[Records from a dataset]
◇ ◇ ◇ ◇ ◇ ◇ ◇
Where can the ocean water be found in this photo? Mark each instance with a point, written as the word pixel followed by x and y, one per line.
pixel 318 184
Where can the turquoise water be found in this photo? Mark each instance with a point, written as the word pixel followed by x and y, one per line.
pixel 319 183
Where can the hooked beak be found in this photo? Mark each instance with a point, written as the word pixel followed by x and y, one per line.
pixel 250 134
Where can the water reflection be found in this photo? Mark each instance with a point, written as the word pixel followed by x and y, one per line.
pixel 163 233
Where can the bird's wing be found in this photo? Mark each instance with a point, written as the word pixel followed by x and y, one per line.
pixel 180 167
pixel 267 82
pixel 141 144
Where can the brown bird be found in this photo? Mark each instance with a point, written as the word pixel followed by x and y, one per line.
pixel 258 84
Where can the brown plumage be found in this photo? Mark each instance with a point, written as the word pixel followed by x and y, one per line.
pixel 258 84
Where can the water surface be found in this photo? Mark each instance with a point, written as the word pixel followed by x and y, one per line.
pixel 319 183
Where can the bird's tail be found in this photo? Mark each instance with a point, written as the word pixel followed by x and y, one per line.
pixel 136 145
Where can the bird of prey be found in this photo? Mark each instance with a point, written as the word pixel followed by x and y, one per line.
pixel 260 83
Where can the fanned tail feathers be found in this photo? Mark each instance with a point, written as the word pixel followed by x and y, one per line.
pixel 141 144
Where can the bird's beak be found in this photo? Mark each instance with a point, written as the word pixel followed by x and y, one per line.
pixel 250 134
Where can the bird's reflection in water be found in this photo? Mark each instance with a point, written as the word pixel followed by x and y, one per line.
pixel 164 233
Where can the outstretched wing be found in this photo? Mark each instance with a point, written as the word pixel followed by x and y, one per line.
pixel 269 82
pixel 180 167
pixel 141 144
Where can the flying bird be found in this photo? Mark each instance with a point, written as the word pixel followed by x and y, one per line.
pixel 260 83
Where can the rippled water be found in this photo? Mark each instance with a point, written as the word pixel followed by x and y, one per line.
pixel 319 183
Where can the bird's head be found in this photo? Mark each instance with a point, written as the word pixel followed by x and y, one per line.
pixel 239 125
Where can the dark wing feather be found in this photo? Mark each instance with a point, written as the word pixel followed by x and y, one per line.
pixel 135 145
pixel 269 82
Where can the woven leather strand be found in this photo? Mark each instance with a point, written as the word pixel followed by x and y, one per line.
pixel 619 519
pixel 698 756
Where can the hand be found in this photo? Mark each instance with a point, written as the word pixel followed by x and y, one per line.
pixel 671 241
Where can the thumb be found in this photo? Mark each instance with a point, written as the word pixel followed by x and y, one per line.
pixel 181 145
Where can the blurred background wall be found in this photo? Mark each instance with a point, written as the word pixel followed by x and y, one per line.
◇ ◇ ◇ ◇ ◇ ◇ ◇
Repeat back all entries verbatim.

_Exercise output_
Where can the ocean water be found in this photo? Mark each instance with a point, written as the word pixel followed by x and y, one per line.
pixel 318 184
Where can the turquoise water be found in this photo? Mark each instance with a point, written as the word pixel followed by x and y, one per line.
pixel 319 183
Where can the hooked beak be found in this photo? Mark each instance with a point, written as the word pixel followed by x and y, one per line.
pixel 250 134
Where can the water reflection be found in this photo? Mark each instance with a point, written as the word pixel followed by x and y, one per line.
pixel 163 233
Where can the bird's wing be found in this photo? Mark each instance with a point, written as the word pixel followed by x and y, one per line.
pixel 180 167
pixel 267 82
pixel 141 144
Where can the brown bird be found in this photo? Mark each instance with a point, written as the word pixel followed by x and y, one per line.
pixel 258 84
Where can the brown plumage be found in this photo? Mark each instance with a point, written as the word pixel followed by x and y, one per line.
pixel 258 84
Where can the water surface be found in this photo? Mark each instance with a point, written as the word pixel followed by x and y, one per line.
pixel 319 183
Where can the bird's tail be found in this photo? Mark each instance with a point, written as the word pixel followed by x and y, one per line.
pixel 136 145
Where can the bird of prey be found in this photo? Mark each instance with a point, written as the word pixel followed by x and y, one per line.
pixel 260 83
Where can the fanned tail feathers be found in this photo? Mark each instance with a point, written as the word pixel followed by x and y, one per line.
pixel 141 144
Where can the bird's beak be found in this photo? Mark each instance with a point, written as the word pixel followed by x and y, one per line.
pixel 250 134
Where can the bird's reflection in water be found in this photo? Mark each instance with a point, written as the word pixel followed by x and y, one per line.
pixel 164 233
Where can the outstretched wing be found in this photo? Mark each instance with a point, written as the word pixel followed by x and y, one per line.
pixel 269 82
pixel 180 167
pixel 141 144
Where can the flying bird be found in this photo? Mark each instance with a point, written as the word pixel followed by x and y, one per line.
pixel 260 83
Where can the rippled water be found in this photo? Mark each instance with a point, written as the word pixel followed by x and y, one per line.
pixel 319 183
Where can the bird's head be found in this photo? Mark each instance with a point, written as the word pixel followed by x and y, one per line.
pixel 239 125
Where can the dark wing feather be found in this photo? Mark each instance with a point, written as the word pixel followed by x and y, one per line.
pixel 135 145
pixel 269 82
Where can the woven leather strand be found in this photo? Mark each instance with a point, written as the word pixel followed by x and y, one per line.
pixel 619 519
pixel 698 756
Where can the hand be found in this photo? Mark each instance with a point, written as the word pixel followed by x and y, one per line.
pixel 671 241
Where can the thumb be found in this photo? Mark each instance with a point, written as the word pixel followed by x and y, one per line.
pixel 181 145
Where can the blurred background wall be found in this photo? Mark each instance with a point, written as the word pixel followed by x and y, one per line.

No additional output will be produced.